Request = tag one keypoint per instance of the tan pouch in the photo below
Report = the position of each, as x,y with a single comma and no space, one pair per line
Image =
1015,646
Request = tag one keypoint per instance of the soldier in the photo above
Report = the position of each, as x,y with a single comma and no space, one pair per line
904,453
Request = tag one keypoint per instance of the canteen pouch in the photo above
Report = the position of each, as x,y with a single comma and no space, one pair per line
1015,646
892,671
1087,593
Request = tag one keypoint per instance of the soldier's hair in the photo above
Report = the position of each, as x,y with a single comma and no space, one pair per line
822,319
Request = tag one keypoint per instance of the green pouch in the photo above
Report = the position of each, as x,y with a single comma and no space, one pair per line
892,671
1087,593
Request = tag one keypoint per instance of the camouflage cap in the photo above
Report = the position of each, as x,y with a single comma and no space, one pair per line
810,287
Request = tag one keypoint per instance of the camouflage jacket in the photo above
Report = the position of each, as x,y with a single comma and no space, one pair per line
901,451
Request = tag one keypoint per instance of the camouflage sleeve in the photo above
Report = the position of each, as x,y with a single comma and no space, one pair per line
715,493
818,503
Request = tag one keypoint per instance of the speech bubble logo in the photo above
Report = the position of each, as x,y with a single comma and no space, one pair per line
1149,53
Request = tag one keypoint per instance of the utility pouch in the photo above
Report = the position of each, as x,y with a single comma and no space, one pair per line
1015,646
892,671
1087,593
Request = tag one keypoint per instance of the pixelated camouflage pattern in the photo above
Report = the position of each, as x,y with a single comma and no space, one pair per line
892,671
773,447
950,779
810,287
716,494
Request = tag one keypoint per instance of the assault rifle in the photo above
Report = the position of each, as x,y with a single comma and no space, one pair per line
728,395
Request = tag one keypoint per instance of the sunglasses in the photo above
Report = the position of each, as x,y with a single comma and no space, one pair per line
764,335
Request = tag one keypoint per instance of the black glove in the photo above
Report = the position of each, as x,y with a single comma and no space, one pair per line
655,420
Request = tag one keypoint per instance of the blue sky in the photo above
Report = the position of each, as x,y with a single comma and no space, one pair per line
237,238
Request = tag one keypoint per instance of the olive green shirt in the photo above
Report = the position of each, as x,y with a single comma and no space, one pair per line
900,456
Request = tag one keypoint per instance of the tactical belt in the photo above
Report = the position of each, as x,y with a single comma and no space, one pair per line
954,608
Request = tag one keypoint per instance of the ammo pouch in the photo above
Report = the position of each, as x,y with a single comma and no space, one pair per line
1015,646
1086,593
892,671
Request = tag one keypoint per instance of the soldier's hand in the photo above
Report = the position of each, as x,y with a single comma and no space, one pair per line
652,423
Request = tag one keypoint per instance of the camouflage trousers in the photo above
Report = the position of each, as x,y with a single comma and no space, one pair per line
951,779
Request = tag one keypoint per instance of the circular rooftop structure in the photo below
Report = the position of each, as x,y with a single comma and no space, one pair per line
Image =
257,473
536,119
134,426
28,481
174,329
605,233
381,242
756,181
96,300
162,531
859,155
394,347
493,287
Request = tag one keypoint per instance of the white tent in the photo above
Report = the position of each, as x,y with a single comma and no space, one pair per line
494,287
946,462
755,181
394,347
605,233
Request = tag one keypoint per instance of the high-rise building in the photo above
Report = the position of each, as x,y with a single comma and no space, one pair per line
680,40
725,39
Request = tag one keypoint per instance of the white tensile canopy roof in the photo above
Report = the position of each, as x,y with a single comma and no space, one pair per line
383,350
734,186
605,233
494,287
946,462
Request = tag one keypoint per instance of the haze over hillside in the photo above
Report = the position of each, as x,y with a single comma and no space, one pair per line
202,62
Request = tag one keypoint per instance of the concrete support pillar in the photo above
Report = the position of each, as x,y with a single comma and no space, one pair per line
***
_Written exercise:_
Return, word for word, every line from the line with "Request = tag one keypoint per instance of the white tent" to the final line of the data.

_The answer:_
Request = tag one keypoint per instance of the white tent in the photo above
Report = the position of each, as x,y with a single comma and no space, one pair per line
494,287
946,462
755,181
394,347
605,233
Request = tag one keypoint per instance of the high-rise building in the photo above
Report = the position of each, as x,y with a single comma and no space, one pair per line
680,40
725,39
Request = tag one keypoint per instance of the white tensile canopy roof in the photo above
Report = the position of each, as x,y with a single comma and no space, one pair per line
383,350
734,186
605,233
494,287
946,462
Request = tag one keypoint per instance of the haze over hillside in the photo above
Report = the position of each, as x,y with a single comma and no space, one pair per line
202,62
Request = tag one keypoint per instance of the concrete support pillar in the photo above
Report = the position of each, as x,y with a single comma and no space, one pair per line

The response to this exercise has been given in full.